BRANO DI TESTO —
################

Nel caso di espansioni e contrazioni brevi la crescita economica avvenuta durante la fase espansiva non viene necessariamente cancellata dalla contrazione. L'andamento generale può tranquillamente essere, tra alti e bassi, in crescita. La popolazione generalmente tende aumentare, quindi più gente avrà necessita di bene e servizi e di denaro con cui pagarli, la tecnologia anch'essa tende a progredire aprendo nuove possibilità di investimento.

Lunghe fasi espansive se non son basate su elementi concreti, ad esempio una rivoluzione tecnologica, alla fine collassano per forza di cose. Quella della New Economy è stata una vera rivoluzione. Ci ha lasciato le reti informatiche ed ha aperto la porta della globalizzazione, nel bene e nel male. Una rivoluzione del genere aveva necessità di grandi investimenti ed i banchieri centrali per rispondere alla domanda di denaro da parte dei vari investitori, hanno abbassato il tasso di interesse.

Come abbiamo visto prima, la creazione di tutto questo denaro ha anche generato un debito che andava ripagato. Gran parte di questo denaro però, non si è scaricato in attività produttive, ma è andato ad alimentare una bolla speculativa. In sostanza esso non ha prodotto una crescita reale e sostenibile dell'economia. Una crescita che consentisse di creare abbastanza denaro per ripagare il debito creato in precedenza.

################

SFIDA —
Elenchi tutte le affermazioni che il brano sui cicli economici fa sulla New Economy.

################

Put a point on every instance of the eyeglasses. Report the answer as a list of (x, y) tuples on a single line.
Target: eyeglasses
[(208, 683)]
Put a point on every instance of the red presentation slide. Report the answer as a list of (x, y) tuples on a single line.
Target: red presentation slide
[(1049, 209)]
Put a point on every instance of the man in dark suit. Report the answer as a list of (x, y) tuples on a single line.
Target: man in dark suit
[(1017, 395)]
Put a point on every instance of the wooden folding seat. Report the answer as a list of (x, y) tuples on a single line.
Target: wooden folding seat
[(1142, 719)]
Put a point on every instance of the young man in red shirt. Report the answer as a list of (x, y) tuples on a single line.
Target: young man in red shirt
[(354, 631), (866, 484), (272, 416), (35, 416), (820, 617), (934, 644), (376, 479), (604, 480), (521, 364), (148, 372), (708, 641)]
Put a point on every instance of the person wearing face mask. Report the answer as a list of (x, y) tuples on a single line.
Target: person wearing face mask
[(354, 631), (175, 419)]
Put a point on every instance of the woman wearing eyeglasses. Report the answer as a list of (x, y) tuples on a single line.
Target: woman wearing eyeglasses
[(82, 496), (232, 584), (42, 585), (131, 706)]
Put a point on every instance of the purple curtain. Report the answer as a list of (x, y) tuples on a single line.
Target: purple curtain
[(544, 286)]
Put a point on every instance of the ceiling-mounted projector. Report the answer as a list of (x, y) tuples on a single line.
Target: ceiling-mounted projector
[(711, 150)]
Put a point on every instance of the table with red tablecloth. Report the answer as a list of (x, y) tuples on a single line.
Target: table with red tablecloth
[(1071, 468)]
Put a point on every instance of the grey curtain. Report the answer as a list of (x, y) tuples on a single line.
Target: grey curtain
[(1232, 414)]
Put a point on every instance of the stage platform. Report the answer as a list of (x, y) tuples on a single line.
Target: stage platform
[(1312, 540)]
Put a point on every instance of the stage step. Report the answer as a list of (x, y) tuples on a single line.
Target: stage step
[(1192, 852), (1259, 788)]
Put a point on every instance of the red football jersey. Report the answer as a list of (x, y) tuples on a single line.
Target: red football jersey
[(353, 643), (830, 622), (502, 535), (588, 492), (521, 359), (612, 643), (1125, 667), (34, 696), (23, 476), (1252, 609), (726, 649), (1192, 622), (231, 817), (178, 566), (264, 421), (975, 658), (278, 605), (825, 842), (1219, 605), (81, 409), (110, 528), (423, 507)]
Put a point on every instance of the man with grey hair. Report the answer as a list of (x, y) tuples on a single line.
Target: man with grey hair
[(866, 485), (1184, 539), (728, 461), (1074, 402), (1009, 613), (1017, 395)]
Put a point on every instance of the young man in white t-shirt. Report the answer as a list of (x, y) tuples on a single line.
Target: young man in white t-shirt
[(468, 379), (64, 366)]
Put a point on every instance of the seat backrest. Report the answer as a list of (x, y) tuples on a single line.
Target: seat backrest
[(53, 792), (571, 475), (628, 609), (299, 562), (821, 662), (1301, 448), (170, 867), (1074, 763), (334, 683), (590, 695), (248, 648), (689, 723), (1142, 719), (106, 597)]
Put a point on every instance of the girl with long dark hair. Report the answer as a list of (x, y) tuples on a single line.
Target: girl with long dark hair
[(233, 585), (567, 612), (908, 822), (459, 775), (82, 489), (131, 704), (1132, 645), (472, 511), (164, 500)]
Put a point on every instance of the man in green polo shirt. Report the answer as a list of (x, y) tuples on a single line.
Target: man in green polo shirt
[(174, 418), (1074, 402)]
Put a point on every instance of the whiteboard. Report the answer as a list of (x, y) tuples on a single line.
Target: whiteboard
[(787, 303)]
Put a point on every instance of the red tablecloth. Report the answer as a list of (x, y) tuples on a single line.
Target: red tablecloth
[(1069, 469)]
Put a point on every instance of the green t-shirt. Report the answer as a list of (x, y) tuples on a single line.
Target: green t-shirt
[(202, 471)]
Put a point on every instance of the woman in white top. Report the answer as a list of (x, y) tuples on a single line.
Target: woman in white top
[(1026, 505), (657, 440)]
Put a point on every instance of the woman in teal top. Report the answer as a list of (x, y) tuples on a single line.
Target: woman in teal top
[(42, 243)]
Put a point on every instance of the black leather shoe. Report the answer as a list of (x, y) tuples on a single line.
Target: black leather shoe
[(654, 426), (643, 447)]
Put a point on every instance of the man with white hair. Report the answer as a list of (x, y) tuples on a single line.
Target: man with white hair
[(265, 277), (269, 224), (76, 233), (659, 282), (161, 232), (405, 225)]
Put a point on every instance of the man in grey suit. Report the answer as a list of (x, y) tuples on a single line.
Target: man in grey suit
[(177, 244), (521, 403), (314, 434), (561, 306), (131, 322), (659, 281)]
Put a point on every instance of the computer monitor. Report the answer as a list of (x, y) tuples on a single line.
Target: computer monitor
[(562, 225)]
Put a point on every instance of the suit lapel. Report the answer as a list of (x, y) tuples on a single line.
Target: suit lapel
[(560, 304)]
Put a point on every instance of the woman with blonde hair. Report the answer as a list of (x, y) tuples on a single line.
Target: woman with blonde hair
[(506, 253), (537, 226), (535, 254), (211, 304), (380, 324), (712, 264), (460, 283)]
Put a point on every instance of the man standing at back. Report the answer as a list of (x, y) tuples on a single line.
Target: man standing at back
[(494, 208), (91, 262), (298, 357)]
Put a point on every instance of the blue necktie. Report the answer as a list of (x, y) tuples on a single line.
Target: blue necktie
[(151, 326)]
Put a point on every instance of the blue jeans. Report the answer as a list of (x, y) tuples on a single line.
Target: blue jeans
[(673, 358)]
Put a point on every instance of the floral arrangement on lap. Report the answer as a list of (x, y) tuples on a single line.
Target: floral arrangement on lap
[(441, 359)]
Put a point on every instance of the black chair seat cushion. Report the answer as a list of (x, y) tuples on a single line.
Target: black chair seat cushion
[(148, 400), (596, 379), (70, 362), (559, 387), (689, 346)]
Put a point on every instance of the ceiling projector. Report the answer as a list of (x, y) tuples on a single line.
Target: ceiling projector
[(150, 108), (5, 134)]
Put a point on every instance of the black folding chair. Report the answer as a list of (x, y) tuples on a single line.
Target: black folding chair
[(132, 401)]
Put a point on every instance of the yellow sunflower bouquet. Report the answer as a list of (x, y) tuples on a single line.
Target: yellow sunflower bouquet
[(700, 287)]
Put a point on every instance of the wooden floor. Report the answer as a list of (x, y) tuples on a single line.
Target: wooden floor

################

ESITO DELL'ESERCIZIO —
- È stata una vera rivoluzione.
- Ci ha lasciato le reti informatiche.
- Ha aperto la porta della globalizzazione, nel bene e nel male.
- Aveva necessità di grandi investimenti.